**Task instructions**
Your answer must be an exact transcription of the lines from the line with "the cab door" through the final line of the data.

----------------

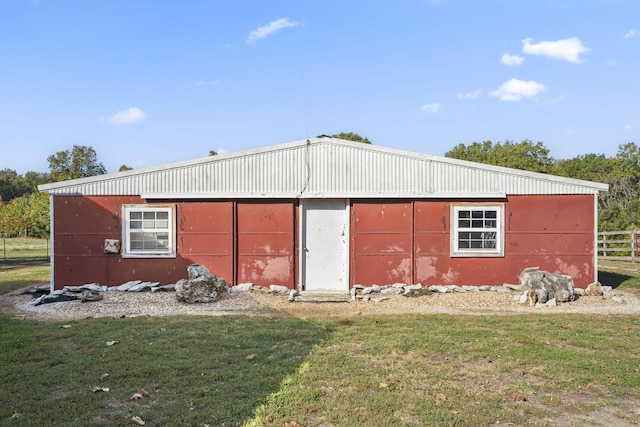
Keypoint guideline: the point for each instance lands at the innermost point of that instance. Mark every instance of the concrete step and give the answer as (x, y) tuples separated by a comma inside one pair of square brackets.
[(322, 297)]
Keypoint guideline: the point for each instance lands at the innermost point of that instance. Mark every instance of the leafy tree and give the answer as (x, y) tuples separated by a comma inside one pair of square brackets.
[(39, 225), (79, 162), (13, 185), (524, 155), (9, 187), (15, 217), (26, 216), (350, 136)]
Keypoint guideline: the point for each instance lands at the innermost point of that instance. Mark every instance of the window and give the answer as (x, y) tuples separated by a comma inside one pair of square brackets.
[(148, 231), (478, 230)]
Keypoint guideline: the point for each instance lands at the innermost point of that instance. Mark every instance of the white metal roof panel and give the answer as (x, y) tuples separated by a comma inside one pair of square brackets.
[(323, 167)]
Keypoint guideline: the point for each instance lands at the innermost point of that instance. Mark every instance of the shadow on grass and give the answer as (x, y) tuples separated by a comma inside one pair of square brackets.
[(198, 370)]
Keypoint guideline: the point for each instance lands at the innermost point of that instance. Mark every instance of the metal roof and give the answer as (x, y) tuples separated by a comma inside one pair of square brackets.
[(323, 167)]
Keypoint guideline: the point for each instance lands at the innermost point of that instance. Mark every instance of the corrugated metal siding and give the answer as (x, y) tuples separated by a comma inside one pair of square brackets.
[(323, 168)]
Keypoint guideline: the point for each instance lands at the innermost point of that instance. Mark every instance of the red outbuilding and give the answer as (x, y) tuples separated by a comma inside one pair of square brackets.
[(323, 214)]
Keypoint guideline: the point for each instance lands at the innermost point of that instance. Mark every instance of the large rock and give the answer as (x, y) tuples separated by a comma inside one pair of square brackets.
[(201, 286), (547, 286)]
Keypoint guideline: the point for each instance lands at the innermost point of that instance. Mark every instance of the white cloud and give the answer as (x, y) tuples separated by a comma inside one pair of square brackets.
[(207, 82), (126, 117), (430, 108), (568, 49), (468, 95), (511, 59), (270, 28), (515, 90), (557, 99)]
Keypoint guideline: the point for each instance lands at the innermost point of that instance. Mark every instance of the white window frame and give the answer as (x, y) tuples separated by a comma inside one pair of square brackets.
[(127, 230), (456, 229)]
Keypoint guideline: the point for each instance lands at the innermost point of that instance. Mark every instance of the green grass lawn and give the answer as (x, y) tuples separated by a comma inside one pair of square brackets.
[(380, 371), (23, 262), (437, 370)]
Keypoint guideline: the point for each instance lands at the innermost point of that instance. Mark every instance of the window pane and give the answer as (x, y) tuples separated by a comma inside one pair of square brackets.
[(149, 230), (477, 223)]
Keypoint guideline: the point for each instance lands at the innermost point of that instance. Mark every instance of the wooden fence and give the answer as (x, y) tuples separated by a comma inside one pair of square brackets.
[(621, 245)]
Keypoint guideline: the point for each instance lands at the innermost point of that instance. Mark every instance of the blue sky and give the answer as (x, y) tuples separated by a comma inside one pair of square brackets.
[(148, 82)]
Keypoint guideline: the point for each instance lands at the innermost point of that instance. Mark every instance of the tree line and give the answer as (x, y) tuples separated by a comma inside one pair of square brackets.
[(25, 212), (618, 208)]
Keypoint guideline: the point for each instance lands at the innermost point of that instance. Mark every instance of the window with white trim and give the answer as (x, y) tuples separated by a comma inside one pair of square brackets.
[(477, 230), (148, 231)]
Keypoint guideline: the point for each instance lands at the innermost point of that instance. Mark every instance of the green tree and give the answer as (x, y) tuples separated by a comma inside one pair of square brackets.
[(38, 216), (350, 136), (524, 155), (15, 217), (9, 186), (13, 185), (79, 162)]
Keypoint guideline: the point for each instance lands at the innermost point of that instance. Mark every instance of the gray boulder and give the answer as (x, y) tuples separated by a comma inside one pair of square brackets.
[(547, 286), (201, 286)]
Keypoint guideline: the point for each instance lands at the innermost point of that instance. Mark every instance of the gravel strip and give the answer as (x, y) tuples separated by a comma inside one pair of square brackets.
[(130, 304)]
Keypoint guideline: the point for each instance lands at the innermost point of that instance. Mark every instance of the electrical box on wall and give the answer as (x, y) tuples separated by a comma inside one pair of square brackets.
[(111, 246)]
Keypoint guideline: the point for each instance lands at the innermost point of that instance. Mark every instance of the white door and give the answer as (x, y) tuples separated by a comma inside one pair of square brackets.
[(325, 245)]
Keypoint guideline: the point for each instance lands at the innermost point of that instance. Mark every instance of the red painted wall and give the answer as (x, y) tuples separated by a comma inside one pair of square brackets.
[(554, 233), (391, 241), (206, 234), (266, 244)]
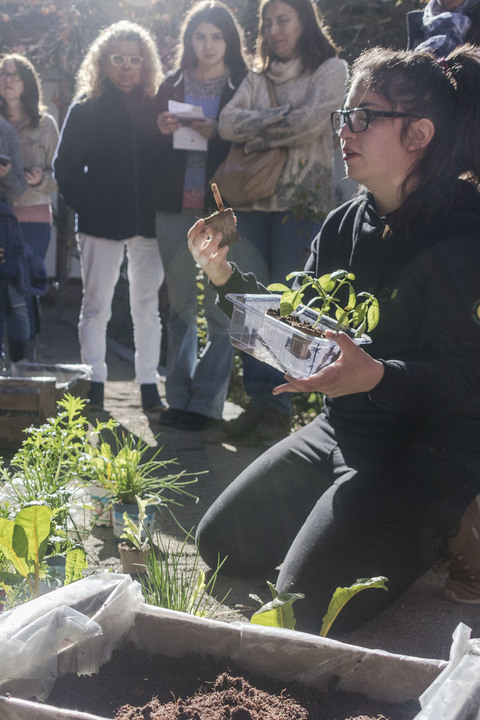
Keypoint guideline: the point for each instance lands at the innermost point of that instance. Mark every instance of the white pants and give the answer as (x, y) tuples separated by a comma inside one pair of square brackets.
[(101, 260)]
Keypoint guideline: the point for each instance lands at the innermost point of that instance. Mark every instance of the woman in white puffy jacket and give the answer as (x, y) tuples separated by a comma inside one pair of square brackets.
[(297, 55)]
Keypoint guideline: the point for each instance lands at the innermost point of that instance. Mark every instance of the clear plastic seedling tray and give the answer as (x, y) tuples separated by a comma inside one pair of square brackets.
[(274, 342)]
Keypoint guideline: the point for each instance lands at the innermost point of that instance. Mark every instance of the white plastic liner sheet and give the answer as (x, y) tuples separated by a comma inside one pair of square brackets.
[(89, 617), (455, 694), (76, 628)]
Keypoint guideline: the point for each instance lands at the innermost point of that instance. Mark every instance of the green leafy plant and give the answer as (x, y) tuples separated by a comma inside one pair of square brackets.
[(333, 293), (126, 471), (23, 547), (179, 583), (135, 533), (279, 612), (48, 465)]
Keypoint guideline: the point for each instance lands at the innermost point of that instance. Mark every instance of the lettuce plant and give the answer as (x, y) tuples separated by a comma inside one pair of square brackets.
[(279, 612), (23, 547), (333, 294)]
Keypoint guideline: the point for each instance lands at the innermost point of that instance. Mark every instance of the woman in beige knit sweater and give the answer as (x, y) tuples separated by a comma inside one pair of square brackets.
[(297, 54)]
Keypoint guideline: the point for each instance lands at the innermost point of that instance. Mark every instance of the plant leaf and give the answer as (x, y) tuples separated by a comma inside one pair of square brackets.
[(373, 314), (35, 522), (342, 595), (6, 546), (278, 612), (75, 563)]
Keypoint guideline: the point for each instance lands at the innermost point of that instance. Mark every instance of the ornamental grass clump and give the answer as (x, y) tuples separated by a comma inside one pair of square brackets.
[(125, 469)]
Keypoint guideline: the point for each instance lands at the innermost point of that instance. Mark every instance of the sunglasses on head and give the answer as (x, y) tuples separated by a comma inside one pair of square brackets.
[(118, 60)]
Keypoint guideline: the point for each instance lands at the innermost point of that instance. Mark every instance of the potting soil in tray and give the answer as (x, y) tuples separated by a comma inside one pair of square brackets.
[(135, 686)]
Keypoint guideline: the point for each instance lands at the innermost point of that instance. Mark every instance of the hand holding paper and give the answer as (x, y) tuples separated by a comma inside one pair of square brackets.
[(186, 138)]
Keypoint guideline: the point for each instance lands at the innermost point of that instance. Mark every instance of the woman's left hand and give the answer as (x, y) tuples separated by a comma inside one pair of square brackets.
[(355, 371), (34, 176), (206, 128)]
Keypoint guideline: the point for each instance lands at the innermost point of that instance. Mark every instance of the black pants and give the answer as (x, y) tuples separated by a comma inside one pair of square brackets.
[(335, 507)]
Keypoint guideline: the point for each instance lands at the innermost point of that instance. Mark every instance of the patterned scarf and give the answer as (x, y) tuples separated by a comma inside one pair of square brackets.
[(444, 31)]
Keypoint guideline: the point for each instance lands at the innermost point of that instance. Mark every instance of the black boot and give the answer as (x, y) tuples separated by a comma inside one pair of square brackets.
[(95, 395), (17, 349), (150, 398)]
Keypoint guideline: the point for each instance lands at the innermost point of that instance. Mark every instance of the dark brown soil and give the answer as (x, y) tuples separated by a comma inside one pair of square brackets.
[(297, 323), (134, 686)]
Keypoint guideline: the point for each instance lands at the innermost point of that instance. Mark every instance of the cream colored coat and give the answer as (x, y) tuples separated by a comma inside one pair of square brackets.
[(300, 122), (37, 145)]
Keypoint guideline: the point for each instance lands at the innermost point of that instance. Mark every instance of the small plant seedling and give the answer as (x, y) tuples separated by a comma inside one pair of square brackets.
[(133, 533), (333, 293), (279, 612), (23, 545)]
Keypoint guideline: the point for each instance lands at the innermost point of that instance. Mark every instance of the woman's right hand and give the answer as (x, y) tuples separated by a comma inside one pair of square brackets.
[(167, 123), (4, 170), (205, 251)]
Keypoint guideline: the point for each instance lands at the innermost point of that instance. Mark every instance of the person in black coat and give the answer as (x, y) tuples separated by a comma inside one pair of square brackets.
[(378, 483), (211, 65), (107, 166)]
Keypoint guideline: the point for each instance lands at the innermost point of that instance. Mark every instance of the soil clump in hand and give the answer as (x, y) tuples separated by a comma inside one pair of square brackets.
[(223, 221)]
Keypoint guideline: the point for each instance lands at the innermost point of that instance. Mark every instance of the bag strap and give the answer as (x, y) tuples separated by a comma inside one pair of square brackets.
[(271, 92)]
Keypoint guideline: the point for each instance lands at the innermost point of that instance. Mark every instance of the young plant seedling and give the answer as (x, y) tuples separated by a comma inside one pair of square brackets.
[(222, 220), (279, 612), (360, 311), (134, 533)]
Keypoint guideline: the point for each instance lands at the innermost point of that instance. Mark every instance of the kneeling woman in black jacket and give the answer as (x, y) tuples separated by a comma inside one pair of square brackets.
[(378, 482)]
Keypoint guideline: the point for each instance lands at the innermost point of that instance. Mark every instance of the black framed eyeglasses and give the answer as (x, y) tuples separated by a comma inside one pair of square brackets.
[(358, 119)]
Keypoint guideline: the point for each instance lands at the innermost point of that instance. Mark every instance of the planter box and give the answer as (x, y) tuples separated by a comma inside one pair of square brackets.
[(118, 509), (75, 629), (31, 396), (274, 342)]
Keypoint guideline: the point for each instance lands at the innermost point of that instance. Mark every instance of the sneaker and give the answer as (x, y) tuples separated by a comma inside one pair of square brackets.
[(95, 395), (196, 421), (274, 425), (463, 558), (243, 425), (150, 398), (171, 417)]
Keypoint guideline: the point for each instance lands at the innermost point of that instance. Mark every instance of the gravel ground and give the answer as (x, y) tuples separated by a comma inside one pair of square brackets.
[(421, 623)]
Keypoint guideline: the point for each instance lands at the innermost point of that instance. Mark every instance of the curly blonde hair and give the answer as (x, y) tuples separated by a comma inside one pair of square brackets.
[(91, 76)]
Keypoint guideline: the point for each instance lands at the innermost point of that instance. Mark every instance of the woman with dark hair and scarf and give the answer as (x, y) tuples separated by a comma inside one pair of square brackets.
[(210, 65), (378, 483)]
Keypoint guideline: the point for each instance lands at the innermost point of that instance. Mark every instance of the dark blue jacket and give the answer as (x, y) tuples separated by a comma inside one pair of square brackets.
[(170, 189), (107, 164)]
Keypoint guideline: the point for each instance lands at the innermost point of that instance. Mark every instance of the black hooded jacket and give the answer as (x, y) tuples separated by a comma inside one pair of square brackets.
[(107, 163), (428, 336)]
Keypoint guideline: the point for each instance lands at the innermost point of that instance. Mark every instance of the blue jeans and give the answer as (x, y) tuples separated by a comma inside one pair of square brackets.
[(37, 235), (273, 245), (194, 383), (13, 312)]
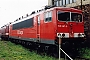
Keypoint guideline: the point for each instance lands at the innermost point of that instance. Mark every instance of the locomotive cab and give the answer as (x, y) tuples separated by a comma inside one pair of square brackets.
[(70, 23)]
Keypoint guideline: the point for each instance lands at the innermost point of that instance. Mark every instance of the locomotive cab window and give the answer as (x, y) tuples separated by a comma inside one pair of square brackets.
[(69, 17), (24, 24), (63, 16), (48, 16)]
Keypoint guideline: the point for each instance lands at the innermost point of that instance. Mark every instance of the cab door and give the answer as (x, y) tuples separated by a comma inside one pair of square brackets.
[(38, 28)]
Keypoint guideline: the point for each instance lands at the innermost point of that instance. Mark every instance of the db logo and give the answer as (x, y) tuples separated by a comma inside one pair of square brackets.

----------------

**Problem solution**
Keypoint guideline: the point for each instance lands at the innermost point of that instance. Mark every instance of the cab door and give the answer as (x, y) tuples separated by a comma inside one pair of square brackets.
[(38, 28)]
Keypoint guideline: the point for each instance lands at the innermost point of that instance. Mark every instance of the db logo and give the answer as (x, y) tuples separated by a comma inside one pair of square brackets.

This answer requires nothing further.